**** THE DATA
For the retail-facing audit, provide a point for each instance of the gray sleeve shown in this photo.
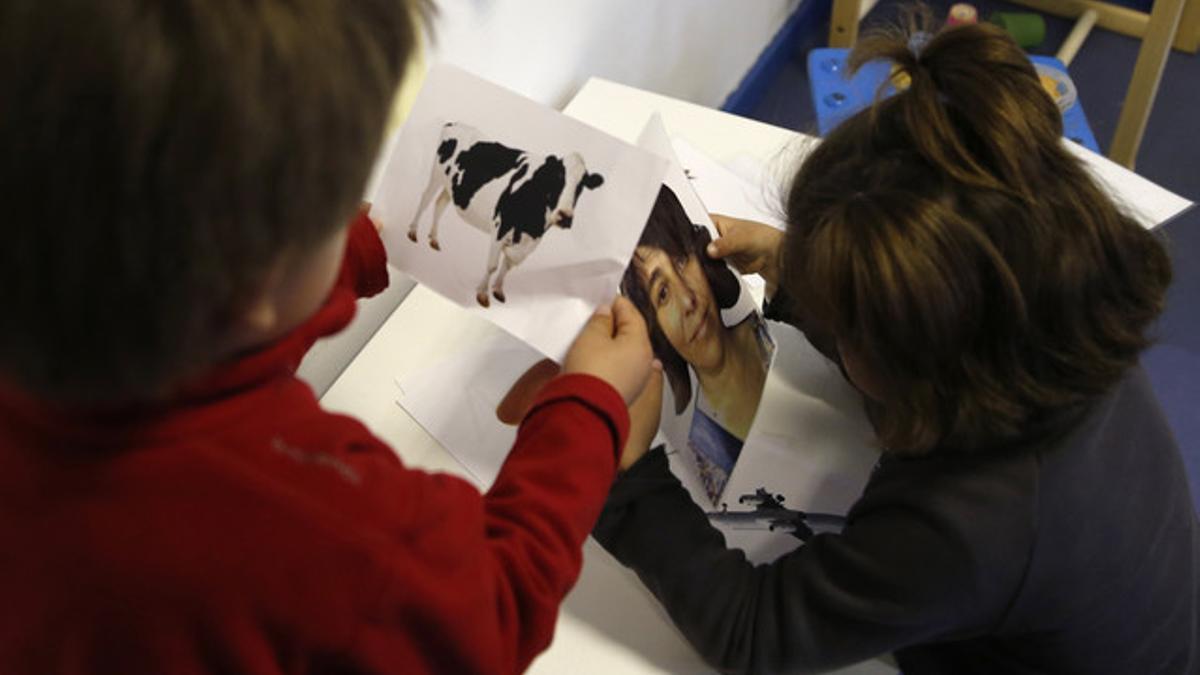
(894, 577)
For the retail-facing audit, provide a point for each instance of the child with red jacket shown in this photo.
(173, 499)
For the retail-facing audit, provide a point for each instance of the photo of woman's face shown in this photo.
(684, 305)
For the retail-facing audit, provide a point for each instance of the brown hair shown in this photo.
(949, 238)
(670, 230)
(157, 155)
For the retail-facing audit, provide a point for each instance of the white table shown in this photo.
(609, 623)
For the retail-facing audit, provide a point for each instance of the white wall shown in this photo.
(546, 49)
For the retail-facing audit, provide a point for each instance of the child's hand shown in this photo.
(645, 414)
(521, 395)
(615, 347)
(750, 246)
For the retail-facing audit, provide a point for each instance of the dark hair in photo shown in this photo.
(949, 237)
(159, 155)
(672, 232)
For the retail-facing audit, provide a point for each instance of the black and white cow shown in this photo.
(510, 195)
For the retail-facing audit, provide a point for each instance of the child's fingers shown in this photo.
(521, 395)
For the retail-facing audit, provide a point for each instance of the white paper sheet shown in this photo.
(562, 274)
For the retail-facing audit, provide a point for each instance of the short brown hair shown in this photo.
(670, 230)
(948, 237)
(157, 154)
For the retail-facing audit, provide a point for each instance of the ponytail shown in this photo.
(969, 258)
(975, 107)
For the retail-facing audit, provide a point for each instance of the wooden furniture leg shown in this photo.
(844, 22)
(1147, 72)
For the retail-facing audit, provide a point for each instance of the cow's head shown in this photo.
(576, 180)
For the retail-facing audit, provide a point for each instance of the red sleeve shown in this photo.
(365, 266)
(484, 575)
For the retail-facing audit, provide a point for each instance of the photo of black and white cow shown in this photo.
(513, 196)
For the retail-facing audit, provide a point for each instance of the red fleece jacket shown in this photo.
(246, 530)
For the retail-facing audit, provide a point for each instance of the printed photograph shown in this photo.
(713, 342)
(511, 209)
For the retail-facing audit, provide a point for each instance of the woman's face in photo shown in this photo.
(684, 306)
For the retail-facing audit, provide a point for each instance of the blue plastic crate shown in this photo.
(835, 97)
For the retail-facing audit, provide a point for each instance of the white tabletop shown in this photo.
(609, 623)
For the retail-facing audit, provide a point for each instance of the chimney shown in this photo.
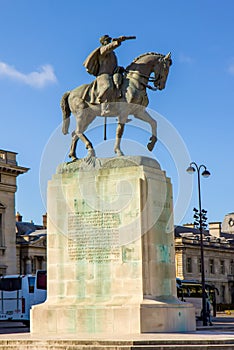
(18, 217)
(44, 220)
(215, 228)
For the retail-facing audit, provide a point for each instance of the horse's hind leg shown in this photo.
(119, 134)
(72, 153)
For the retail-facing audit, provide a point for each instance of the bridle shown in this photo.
(150, 79)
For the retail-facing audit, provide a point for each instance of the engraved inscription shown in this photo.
(93, 236)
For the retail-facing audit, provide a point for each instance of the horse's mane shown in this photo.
(147, 54)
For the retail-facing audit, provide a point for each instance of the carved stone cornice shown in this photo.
(12, 169)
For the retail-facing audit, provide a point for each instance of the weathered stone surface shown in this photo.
(111, 263)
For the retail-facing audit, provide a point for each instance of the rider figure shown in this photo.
(103, 64)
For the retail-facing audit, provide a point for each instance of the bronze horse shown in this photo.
(133, 100)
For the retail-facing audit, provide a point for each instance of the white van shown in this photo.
********
▶ [WHAT NEEDS TO BE DONE]: Give again, word for word, only the lines from the one with "chimney shown in this photo." through the last line of the entries, both included; no pictures go in the copy.

▶ [RESULT OF THE TASK]:
For the retail-facing audit, provide a point for each instance of the chimney shown in this photo.
(18, 217)
(44, 220)
(215, 228)
For the retail-facing audit, provide a point for each instance of the horse's hind leg shown in this photo.
(119, 134)
(72, 153)
For the retail-facing audit, provide a point for each instance of the bridle shown in this photo.
(150, 79)
For the retail-facing audit, provide a point for each instance of the engraved inscription shown in this photo.
(93, 236)
For the retail-facing audit, provide a point for each instance of the horse's mane shown in this photo.
(147, 54)
For the retail-facing audit, provide a point for each instance of the carved stone cornice shown in this photo.
(12, 169)
For the retail-facing audit, provide a point for each instance of the weathered stone surface shown in this photo.
(111, 263)
For the retail-facing audit, provide a point for each instance of the rider figure shown in this photo.
(103, 64)
For the retail-facing audit, provide a point for each instance of the bronze horse shown in this photo.
(133, 100)
For the retail-facing audit, provide a point for each instance of the white van shown in this photo.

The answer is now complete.